-- SOURCE EXTRACT --
## START

In this new release, the most notable update is the support of 4 different boundary conditions (BCs) - the total absorption BC (use letter "a",like "-b 0"), Fresnel BC (use letter "r",like "-b 1"), total reflection/mirror BC (use letter "m", new) and cyclic/periodic BC (use letter "c", new). One can specify these BCs using a new flag --bc (or cfg.bc in MCXLAB). For example, if one defines --bc ccrcca, it asks mcx to apply a cyclic BC when a photon attempts to escape from plane x=0 (first letter) and x=Nx (4th letter) - i.e. a photon exits from the x=0 plane re-enters from the x=Nx plane; similarly, y=0 and y=Ny planes also apply the cyclic BC; for z=0 plane (3rd letter), a photon performs Fresnel reflection/transmission, just like "-b 1"; on the z=Nz plane, a photon is immediately terminated if arrive at the first incidence (like -b 0) - i.e. total absorption. The support to multiple types of boundary conditions allows a user to simulate even more complex domains.

## END

-- PROMPT 1 --
Retype everything in the rows from the line containing "the bald eagle" down to the line containing "(1141, 531)", including both of those lines, with nothing else.

-- SOURCE RECORDS --
## START

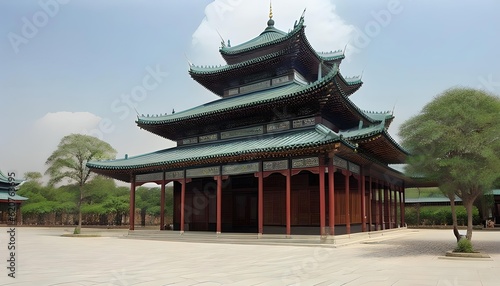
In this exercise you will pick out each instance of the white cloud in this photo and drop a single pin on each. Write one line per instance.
(240, 21)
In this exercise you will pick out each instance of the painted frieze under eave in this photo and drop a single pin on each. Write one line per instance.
(375, 141)
(305, 141)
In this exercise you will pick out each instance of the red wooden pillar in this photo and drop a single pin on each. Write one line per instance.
(132, 203)
(183, 203)
(380, 209)
(162, 204)
(402, 205)
(389, 205)
(347, 174)
(322, 211)
(363, 203)
(219, 204)
(331, 197)
(370, 204)
(260, 207)
(395, 207)
(288, 204)
(385, 223)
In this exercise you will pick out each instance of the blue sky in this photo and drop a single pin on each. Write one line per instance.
(86, 66)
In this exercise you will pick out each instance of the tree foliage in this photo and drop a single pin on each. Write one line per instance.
(455, 141)
(69, 161)
(104, 202)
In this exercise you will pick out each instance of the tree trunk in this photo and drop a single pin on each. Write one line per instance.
(143, 217)
(79, 226)
(454, 217)
(468, 207)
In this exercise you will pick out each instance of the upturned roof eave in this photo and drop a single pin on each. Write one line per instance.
(144, 121)
(234, 51)
(327, 138)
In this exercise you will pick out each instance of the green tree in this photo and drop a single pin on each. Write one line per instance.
(455, 141)
(69, 161)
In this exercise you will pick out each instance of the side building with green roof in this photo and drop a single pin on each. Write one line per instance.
(10, 202)
(283, 150)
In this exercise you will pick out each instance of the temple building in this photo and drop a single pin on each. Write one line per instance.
(283, 150)
(10, 202)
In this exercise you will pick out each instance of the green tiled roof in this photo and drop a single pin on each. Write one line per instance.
(295, 139)
(269, 36)
(4, 196)
(5, 180)
(226, 104)
(193, 69)
(379, 116)
(357, 134)
(240, 101)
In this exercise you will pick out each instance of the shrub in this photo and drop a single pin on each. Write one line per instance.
(464, 245)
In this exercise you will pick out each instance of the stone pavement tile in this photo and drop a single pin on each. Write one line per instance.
(458, 282)
(489, 275)
(414, 282)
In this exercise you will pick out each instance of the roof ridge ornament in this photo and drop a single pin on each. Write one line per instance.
(270, 10)
(270, 22)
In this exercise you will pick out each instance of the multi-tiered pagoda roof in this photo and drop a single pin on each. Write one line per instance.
(278, 98)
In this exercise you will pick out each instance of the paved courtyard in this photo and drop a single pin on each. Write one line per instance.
(407, 257)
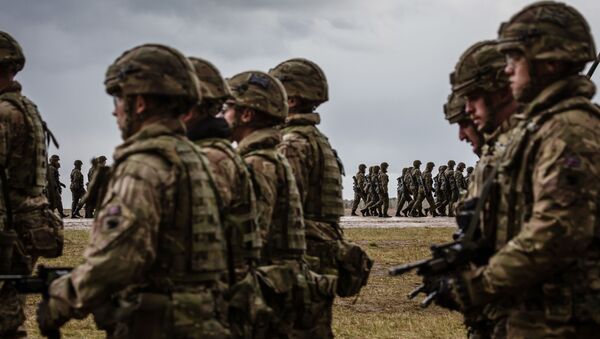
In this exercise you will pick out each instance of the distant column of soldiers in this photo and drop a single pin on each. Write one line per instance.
(80, 197)
(441, 192)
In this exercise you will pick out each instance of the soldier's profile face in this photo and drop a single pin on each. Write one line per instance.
(467, 132)
(517, 69)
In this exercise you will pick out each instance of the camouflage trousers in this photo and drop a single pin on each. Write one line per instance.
(12, 314)
(357, 197)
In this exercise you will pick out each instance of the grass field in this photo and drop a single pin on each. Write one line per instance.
(381, 310)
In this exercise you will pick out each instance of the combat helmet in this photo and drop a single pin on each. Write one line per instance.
(153, 69)
(454, 109)
(548, 30)
(480, 67)
(212, 84)
(302, 78)
(11, 52)
(260, 91)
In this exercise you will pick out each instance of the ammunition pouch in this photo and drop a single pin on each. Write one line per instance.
(187, 314)
(354, 268)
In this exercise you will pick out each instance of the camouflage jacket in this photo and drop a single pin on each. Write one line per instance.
(549, 183)
(238, 202)
(142, 236)
(278, 201)
(77, 181)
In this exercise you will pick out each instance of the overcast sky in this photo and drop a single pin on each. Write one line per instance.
(387, 62)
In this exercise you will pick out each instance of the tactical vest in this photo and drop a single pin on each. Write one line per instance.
(572, 292)
(29, 176)
(286, 237)
(251, 237)
(196, 222)
(324, 193)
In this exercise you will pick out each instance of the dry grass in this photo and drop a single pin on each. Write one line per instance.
(381, 311)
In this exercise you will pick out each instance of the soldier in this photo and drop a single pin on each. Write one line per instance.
(375, 201)
(28, 228)
(156, 255)
(468, 176)
(415, 207)
(452, 188)
(459, 179)
(260, 106)
(455, 113)
(548, 182)
(427, 181)
(317, 168)
(383, 190)
(97, 181)
(77, 190)
(236, 192)
(54, 188)
(359, 188)
(441, 185)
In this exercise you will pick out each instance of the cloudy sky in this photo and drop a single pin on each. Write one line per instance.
(387, 62)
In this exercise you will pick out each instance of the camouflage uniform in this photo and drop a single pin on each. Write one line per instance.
(415, 207)
(77, 190)
(236, 191)
(383, 190)
(452, 188)
(28, 228)
(156, 256)
(548, 186)
(54, 186)
(318, 172)
(427, 181)
(359, 188)
(440, 190)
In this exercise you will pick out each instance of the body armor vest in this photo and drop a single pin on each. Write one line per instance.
(286, 238)
(195, 220)
(28, 176)
(324, 197)
(250, 235)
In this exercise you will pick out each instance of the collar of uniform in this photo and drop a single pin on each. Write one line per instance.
(302, 119)
(573, 86)
(260, 139)
(152, 130)
(15, 86)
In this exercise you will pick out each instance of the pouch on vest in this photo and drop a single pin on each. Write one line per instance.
(354, 268)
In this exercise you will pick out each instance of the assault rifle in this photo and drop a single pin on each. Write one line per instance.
(37, 284)
(450, 257)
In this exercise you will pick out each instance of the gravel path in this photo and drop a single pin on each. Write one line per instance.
(346, 222)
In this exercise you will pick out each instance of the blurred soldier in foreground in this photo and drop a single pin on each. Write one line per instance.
(28, 228)
(548, 184)
(54, 186)
(77, 189)
(234, 183)
(261, 105)
(156, 255)
(359, 188)
(318, 171)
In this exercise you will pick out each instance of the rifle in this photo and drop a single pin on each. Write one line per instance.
(38, 284)
(469, 246)
(593, 68)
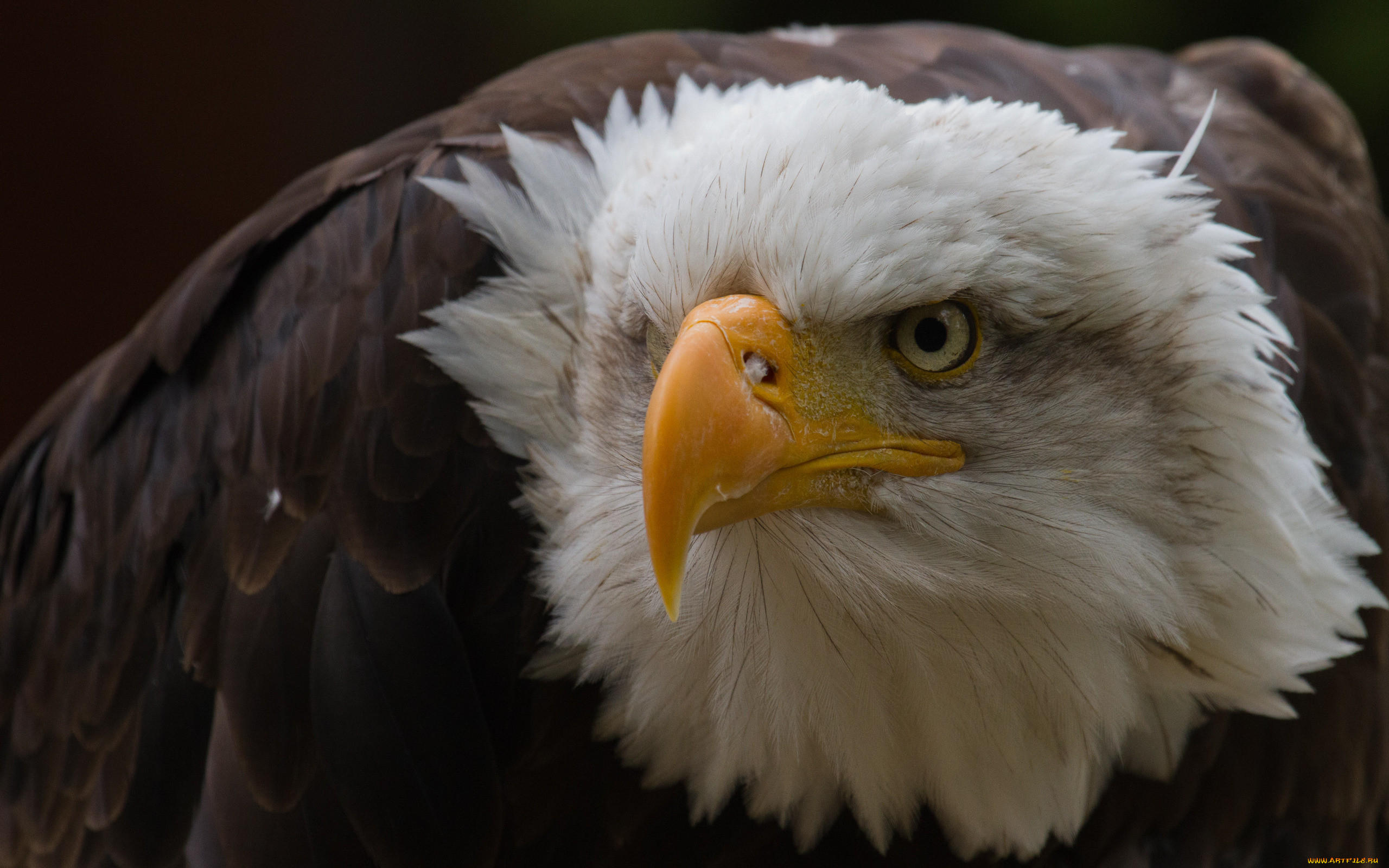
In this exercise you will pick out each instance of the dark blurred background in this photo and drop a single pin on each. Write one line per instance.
(132, 135)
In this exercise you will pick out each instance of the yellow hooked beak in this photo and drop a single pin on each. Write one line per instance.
(721, 448)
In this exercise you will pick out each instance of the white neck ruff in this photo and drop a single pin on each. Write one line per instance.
(999, 671)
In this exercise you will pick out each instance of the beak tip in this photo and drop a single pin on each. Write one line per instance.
(671, 596)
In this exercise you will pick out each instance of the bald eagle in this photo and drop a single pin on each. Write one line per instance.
(827, 446)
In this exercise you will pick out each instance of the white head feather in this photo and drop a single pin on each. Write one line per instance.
(1141, 531)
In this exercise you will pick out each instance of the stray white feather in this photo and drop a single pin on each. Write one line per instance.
(1185, 159)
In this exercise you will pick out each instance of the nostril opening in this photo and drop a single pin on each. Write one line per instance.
(759, 368)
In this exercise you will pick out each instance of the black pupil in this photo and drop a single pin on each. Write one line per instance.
(929, 335)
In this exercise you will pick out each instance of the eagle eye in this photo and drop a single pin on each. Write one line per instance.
(935, 341)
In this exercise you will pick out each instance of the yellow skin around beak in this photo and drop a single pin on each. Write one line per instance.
(720, 449)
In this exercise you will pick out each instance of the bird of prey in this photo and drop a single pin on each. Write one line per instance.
(831, 446)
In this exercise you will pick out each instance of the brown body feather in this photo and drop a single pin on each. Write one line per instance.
(264, 485)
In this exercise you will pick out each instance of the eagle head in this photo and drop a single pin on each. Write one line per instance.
(946, 430)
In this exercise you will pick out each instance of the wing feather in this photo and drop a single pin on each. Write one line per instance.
(263, 417)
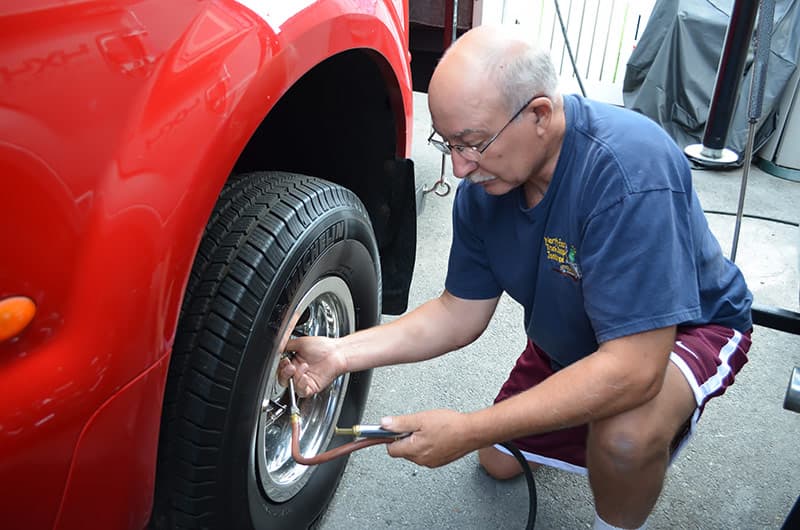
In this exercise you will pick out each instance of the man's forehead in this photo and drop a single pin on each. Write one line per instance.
(457, 119)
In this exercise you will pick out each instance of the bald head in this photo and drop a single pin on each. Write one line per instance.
(493, 64)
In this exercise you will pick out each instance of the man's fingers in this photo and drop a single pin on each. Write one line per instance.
(285, 370)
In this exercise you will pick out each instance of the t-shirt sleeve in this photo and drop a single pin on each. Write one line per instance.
(638, 265)
(469, 274)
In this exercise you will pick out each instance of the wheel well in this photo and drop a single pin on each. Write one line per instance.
(341, 122)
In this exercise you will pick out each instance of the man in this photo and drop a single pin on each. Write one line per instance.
(585, 214)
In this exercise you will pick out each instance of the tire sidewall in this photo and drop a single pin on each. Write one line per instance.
(340, 242)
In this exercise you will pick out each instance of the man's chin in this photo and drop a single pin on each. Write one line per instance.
(481, 179)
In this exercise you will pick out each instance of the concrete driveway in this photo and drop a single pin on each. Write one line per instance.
(741, 470)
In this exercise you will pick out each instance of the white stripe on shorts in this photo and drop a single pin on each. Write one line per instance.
(701, 395)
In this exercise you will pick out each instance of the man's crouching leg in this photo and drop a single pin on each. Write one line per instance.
(628, 454)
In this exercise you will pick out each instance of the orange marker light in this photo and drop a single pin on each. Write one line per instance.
(16, 313)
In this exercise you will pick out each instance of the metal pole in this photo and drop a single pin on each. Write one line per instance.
(726, 88)
(763, 42)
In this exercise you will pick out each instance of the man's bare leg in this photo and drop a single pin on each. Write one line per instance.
(627, 455)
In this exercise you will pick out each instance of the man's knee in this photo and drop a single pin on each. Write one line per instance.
(499, 465)
(627, 447)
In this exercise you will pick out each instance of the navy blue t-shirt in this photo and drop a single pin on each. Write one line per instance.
(618, 245)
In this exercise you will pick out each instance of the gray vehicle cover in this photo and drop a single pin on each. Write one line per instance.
(670, 75)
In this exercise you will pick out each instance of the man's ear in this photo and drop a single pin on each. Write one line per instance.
(543, 108)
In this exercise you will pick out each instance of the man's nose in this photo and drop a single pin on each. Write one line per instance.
(461, 166)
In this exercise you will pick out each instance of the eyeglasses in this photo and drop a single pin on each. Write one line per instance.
(473, 153)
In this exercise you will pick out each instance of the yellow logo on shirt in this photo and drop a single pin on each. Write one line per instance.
(564, 256)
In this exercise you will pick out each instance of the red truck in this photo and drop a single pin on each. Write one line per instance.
(186, 184)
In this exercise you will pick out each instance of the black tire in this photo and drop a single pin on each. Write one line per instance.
(273, 243)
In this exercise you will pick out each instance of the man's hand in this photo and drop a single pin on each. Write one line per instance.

## END

-- PROMPT 2 --
Answer these from the release note:
(a) Which letter selects the total reflection/mirror boundary condition?
(b) What setting in MCXLAB corresponds to the --bc flag?
(c) With --bc ccrcca, what happens to a photon that arrives at the z=Nz plane?

-- EXERCISE RESPONSE 1 --
In this exercise you will pick out each instance of the bald eagle in this photo and drop a single pin on each. Write one line per instance.
(827, 446)
In this exercise you will pick out each instance of the white head feather in this photo and drop a single pin on each. Write one line per instance.
(1141, 531)

-- EXERCISE RESPONSE 2 --
(a) The letter "m".
(b) cfg.bc.
(c) The photon is immediately terminated on first incidence (total absorption, like -b 0).